At the counterinsurgency conference in Washington, the tone among the uniformed officers, civilian officials, and various experts was urgent, almost desperate. James Kunder, a former marine and the acting deputy of the U.S. Agency for International Development, pointed out that in Iraq and Afghanistan "the civilian agencies have received 1.4 per cent of the total money," whereas classical counterinsurgency doctrine says that eighty per cent of the effort should be nonmilitary. During Vietnam, his agency had fifteen thousand employees; it now has two thousand. After the end of the Cold War, foreign-service and aid budgets were sharply cut. "Size matters," Kunder said, noting that throughout the civilian agencies there are shortages of money and personnel. To staff the embassy in Baghdad, the State Department has had to steal officers from other embassies, and the government can't even fill the provincial reconstruction teams it has tried to set up in Iraq and Afghanistan. While correcting these shortages could not have prevented the deepening disaster in Iraq, they betray the government's priorities.
In early 2004, as Iraq was beginning to unravel, Senator Richard Lugar, the Indiana Republican who chairs the Senate Foreign Relations Committee, and Senator Joseph Biden, the Delaware Democrat, introduced legislation for a nation-building office, under the aegis of the State Department. The office would be able to tap into contingency funds and would allow cabinet-department officials, along with congressional staff people and civilian experts, to carry out overseas operations to help stabilize and rebuild failed states and societies shattered by war--to do it deliberately and well rather than in the ad-hoc fashion that has characterized interventions from Somalia and Kosovo to Iraq. Lugar envisioned both an active-duty contingent and a reserve corps.

## [Information supplied]
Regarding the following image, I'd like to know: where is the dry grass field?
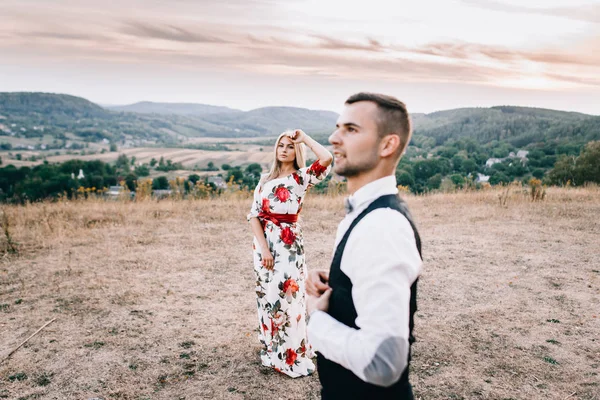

## [What you will do]
a – In the counterinsurgency passage, starting at "In early 2004, as" and ending at "a reserve corps.", swap "nation-building office" for "stabilization office" and give that stretch again.
b – Pick up the counterinsurgency passage where it stops and write what comes next.

## [Answers to the tasks]
a –
In early 2004, as Iraq was beginning to unravel, Senator Richard Lugar, the Indiana Republican who chairs the Senate Foreign Relations Committee, and Senator Joseph Biden, the Delaware Democrat, introduced legislation for a stabilization office, under the aegis of the State Department. The office would be able to tap into contingency funds and would allow cabinet-department officials, along with congressional staff people and civilian experts, to carry out overseas operations to help stabilize and rebuild failed states and societies shattered by war--to do it deliberately and well rather than in the ad-hoc fashion that has characterized interventions from Somalia and Kosovo to Iraq. Lugar envisioned both an active-duty contingent and a reserve corps.

b –
The bill's biggest supporter was the military, which frequently finds itself forced to do tasks overseas for which civilians are better prepared, such as training police or rebuilding sewers. But Colin Powell, then the Secretary of State, and other Administration officials refused to give it strong backing. Then, in the summer of 2004, the Administration reversed course by announcing the creation, in the State Department, of the Office of the Coordinator for Reconstruction and Stabilization; the office was given the imprimatur of National Security Presidential Directive 44. At the September conference in Washington, Kilcullen held up the office as a model for how to bring civilians into counterinsurgency: "True enough, the words 'insurgency,' 'insurgent,' and 'counterinsurgency' do not appear in N.S.P.D. 44, but it clearly envisages the need to deploy integrated whole-of-government capabilities in hostile environments."
But the new office was virtually orphaned at birth. Congress provided only seven million of the hundred million dollars requested by the Administration, which never made the office a top Presidential priority. The State Department has contributed fifteen officials who can manage overseas operations, but other agencies have offered nothing. The office thus has no ability to coördinate operations, such as mobilizing police trainers, even as Iraq and Afghanistan deteriorate and new emergencies loom in places like Darfur and Pakistan. It has become insiders' favorite example of bureaucratic inertia in the face of glaring need.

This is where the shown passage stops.